- [Part of a data file]:
---+---

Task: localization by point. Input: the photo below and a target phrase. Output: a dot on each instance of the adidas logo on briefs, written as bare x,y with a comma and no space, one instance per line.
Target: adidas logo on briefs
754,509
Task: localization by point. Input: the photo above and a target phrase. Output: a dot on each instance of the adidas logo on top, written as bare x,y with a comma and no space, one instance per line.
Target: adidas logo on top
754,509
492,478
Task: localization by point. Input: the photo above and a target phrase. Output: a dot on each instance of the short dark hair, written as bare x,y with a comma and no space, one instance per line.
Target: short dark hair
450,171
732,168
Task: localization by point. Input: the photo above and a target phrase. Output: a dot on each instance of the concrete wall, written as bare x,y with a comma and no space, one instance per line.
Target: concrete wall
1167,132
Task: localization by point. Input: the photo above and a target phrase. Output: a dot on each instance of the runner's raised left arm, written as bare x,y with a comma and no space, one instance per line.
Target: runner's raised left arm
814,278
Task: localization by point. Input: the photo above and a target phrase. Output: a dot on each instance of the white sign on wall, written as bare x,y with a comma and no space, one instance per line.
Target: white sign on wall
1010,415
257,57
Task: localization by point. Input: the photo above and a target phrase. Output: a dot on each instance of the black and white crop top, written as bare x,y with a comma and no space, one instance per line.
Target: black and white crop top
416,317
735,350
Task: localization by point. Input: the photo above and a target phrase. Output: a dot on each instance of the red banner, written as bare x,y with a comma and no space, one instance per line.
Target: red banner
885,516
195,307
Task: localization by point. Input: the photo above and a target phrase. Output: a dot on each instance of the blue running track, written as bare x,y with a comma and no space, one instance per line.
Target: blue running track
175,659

---+---

- [WHAT TO DO]:
Switch every "red banner" to "red flag" in the records, from the line with "of the runner's" up to and including the last line, and give back only those lines with everything else left as it is.

- [WRITTEN ANSWER]:
Task: localization by point. Input: the photo above and a target phrase. Output: a dot on each instance of the runner's raised left arm, written as bare x,y with a comma and no space, one instance per line.
Target: runner's raised left arm
814,278
Task: localization by point. Input: the photo above and a target phrase. Output: a dot on each instance of the white sign on wall, written as bare x,y with a comma and no space, one instance per line.
Target: white sign on wall
1010,415
257,57
Task: localization by point. Input: the photo above and a target phrase. Output: a dot on each instance of the black and white crop top, written as bare x,y with a comma and no space, one instance per line.
Target: black and white crop top
416,317
735,350
Task: localization by point. Input: the photo above and a target phrase. Output: a dot on each instance of the red flag, written as bare x,y with a comma and no space, one instance per line.
Target: red flag
885,516
195,307
Task: localization by point. Input: the photo above and a target phrase. Output: a dot on each instance of the blue running track, written as bare x,y with a comma and no space, one instance per line.
Target: blue running track
175,659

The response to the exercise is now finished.